*KUTIPAN BACAAN:*
Percayalah,
manusia dapat mengalah dalam berbagai hal. Tapi untuk rasa cinta, manusia rela
berkorban mati-matian. Satu sisi perasaan mencintai harus berubah jadi ikhlas
untuk melepaskan, sisi yang lain lagi rasa cinta juga harus berubah menjadi
perjuangan tiada akhir. Dua sisi tersebut unik bagi manusia karena hanya dua
hal yang dapat memberikan kekuatan kuat bagi manusia untuk melangkah. Satu rasa
cinta yang sangat dalam atau rasa benci yang amat besar.
Beberapa
hari yang lalu saya berusaha menemukan sisi romantis dari sosiologi yang
memandang tentang cinta. Sulit untuk ditemukan memang, tetapi setidaknya ilmu
pengetahuan selalu memberikan referensi kemana kita harus melanjutkan langkah
pencarian itu. Saya melihat garis yang unik yang diberikan oleh para ahli untuk
melihat sampai pada hal yang mikro. Pada garis akhir tersebut ternyata
sosiologi sampai pada apa yang dinamakan tindakan sosial (suatu tindakan yang
dilakukan untuk orang lain). Tindakan sosial itu miliknya sosiologi untuk
menjelaskan proses sosial yang akan/sedang/nanti terjadi. Akan tetapi dia belum
melihat kenapa orang berperilaku seperti itu secara sepesifik (Yesmil, 2013). Akirnya
dunia sosiologi harus ditinggalkan sementara demi mencari alasan yang memuaskan
banyak orang.
Selanjutnya
langkah saya menuju pada dunia psikologi. Ilmu yang lebih spesifik untuk
membahas tentang sikap dan tingkah laku. Kebetulan sekali beberapa hari yang
lalu saya menyampaikan presentasi tentang sikap. Mengapa seseorang itu
bersikap? Secara ringkas terdapat dua teori yang melandasinya. Satu tindakan
itu beralasan, dua tindakan itu berencana. Beralasan karena seseorang melihat
dampak dan bagaimana masyarakat itu melihat tindakan seseorang tersebut.

(Data anotasi lokasi objek)
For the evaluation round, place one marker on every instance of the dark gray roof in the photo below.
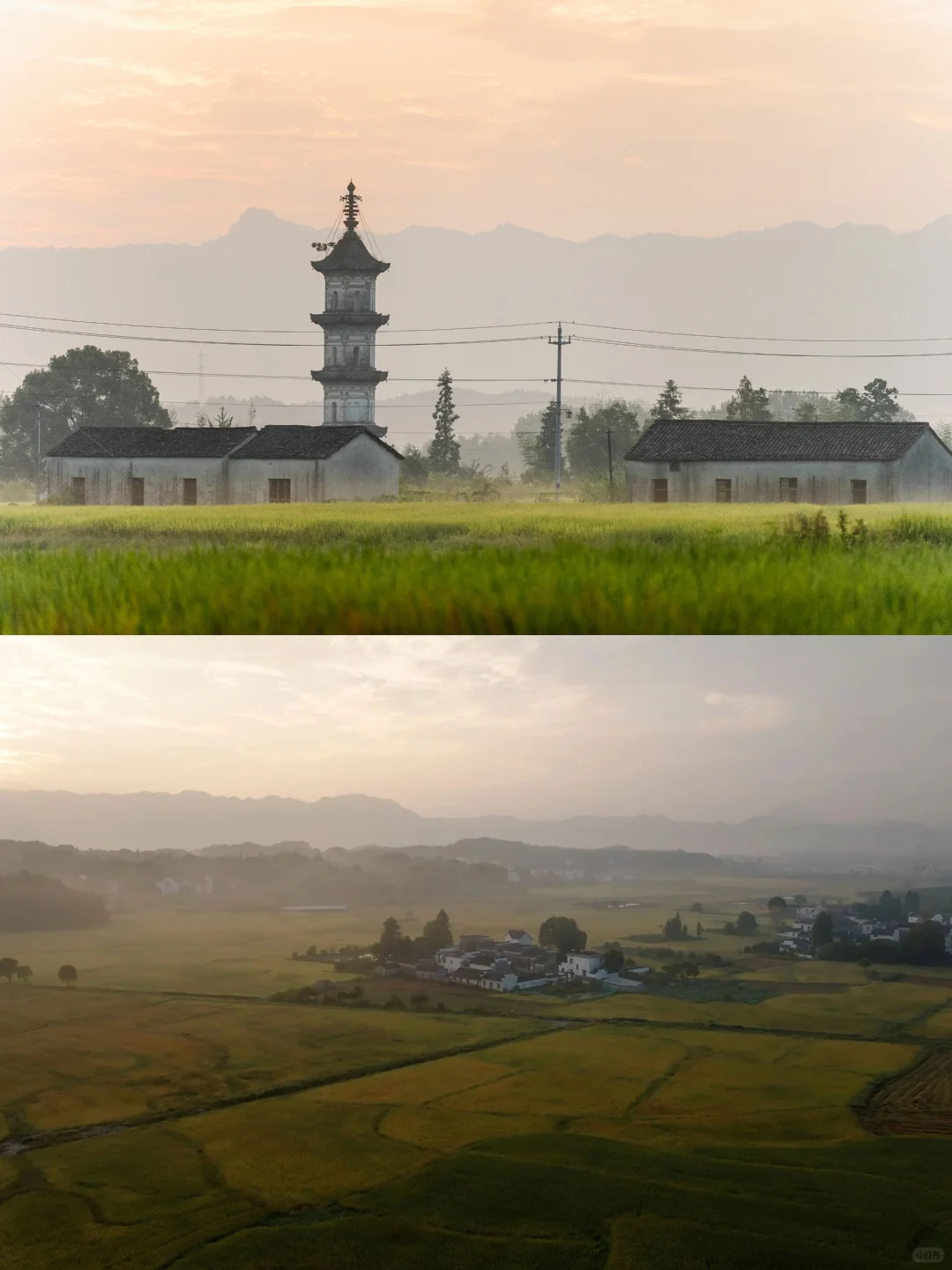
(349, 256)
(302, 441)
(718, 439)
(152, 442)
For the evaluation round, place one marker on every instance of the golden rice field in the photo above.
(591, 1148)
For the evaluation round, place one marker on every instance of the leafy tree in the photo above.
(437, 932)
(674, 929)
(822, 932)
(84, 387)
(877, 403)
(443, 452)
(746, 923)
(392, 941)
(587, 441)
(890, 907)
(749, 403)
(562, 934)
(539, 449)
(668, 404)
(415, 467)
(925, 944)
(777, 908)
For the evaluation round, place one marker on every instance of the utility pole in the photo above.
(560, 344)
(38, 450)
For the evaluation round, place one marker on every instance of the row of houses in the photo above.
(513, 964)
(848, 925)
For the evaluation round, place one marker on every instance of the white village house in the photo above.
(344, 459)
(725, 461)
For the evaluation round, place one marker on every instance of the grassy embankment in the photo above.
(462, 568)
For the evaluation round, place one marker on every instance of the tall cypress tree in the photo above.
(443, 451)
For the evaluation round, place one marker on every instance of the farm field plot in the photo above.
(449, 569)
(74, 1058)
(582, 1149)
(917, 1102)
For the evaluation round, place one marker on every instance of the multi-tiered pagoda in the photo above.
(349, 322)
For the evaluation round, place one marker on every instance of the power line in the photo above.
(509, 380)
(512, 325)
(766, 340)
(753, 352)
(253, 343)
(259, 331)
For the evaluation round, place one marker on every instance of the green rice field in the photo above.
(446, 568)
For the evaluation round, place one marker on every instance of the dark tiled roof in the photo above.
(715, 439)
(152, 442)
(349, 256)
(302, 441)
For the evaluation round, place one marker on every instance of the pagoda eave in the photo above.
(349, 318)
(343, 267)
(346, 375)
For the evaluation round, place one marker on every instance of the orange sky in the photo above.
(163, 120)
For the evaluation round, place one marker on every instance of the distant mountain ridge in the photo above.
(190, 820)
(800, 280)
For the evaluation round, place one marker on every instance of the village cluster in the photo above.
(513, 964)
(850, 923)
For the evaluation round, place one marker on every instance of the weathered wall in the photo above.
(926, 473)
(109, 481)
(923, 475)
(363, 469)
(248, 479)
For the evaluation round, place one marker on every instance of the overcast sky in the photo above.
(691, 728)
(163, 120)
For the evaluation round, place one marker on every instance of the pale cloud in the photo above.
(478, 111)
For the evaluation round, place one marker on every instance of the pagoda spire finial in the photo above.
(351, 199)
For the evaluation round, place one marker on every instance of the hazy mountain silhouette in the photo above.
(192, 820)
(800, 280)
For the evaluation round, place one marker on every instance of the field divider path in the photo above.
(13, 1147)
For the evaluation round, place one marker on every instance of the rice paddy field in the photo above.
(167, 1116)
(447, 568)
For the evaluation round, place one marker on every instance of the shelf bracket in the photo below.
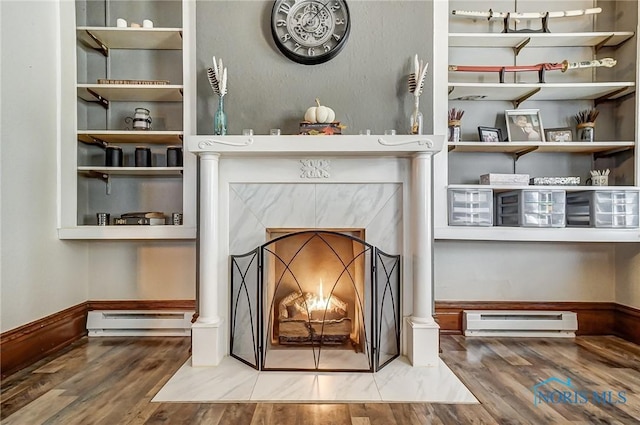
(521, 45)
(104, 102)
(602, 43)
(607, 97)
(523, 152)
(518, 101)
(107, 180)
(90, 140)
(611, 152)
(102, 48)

*YANG PERLU DIKERJAKAN:*
[1] Bisakah Anda menulis ulang bagian kutipan tentang cinta, mulai dari "Selanjutnya" dan terus sampai "tindakan seseorang tersebut.", dengan mengganti "psikologi" menjadi "ilmu jiwa"?
[2] Bisakah Anda menyusun ulang entri sebagai daftar bernomor, mulai dari baris yang memuat "ridge in the photo above." dan terus sampai baris terakhir entri? Lewati baris kosong dan jangan sertakan gambar.
Kutipan dan entri tidak saling berkaitan.

*JAWABAN TUGAS:*
[1]
Selanjutnya
langkah saya menuju pada dunia ilmu jiwa. Ilmu yang lebih spesifik untuk
membahas tentang sikap dan tingkah laku. Kebetulan sekali beberapa hari yang
lalu saya menyampaikan presentasi tentang sikap. Mengapa seseorang itu
bersikap? Secara ringkas terdapat dua teori yang melandasinya. Satu tindakan
itu beralasan, dua tindakan itu berencana. Beralasan karena seseorang melihat
dampak dan bagaimana masyarakat itu melihat tindakan seseorang tersebut.

[2]
1. For the evaluation round, place one marker on every instance of the distant mountain ridge in the photo above.
2. (190, 820)
3. (800, 280)
4. For the evaluation round, place one marker on every instance of the village cluster in the photo above.
5. (513, 964)
6. (850, 923)
7. For the evaluation round, place one marker on every instance of the weathered wall in the photo above.
8. (926, 473)
9. (109, 481)
10. (923, 475)
11. (363, 469)
12. (248, 479)
13. For the evaluation round, place one marker on every instance of the overcast sky in the photo above.
14. (691, 728)
15. (163, 120)
16. For the evaluation round, place one marker on every instance of the pale cloud in the photo above.
17. (478, 111)
18. For the evaluation round, place one marker on every instance of the pagoda spire finial in the photo above.
19. (351, 199)
20. For the evaluation round, place one marker on every instance of the hazy mountain silhouette in the photo above.
21. (192, 820)
22. (800, 280)
23. For the evaluation round, place one marker on every instance of the field divider path in the photo above.
24. (13, 1147)
25. For the evaluation round, place one marker on every instance of the rice paddy field in the photo above.
26. (167, 1116)
27. (447, 568)
28. For the evaluation round, place one marker on every instance of the shelf bracket in the photo below.
29. (521, 45)
30. (104, 102)
31. (602, 43)
32. (607, 97)
33. (523, 152)
34. (518, 101)
35. (107, 180)
36. (90, 140)
37. (611, 152)
38. (102, 48)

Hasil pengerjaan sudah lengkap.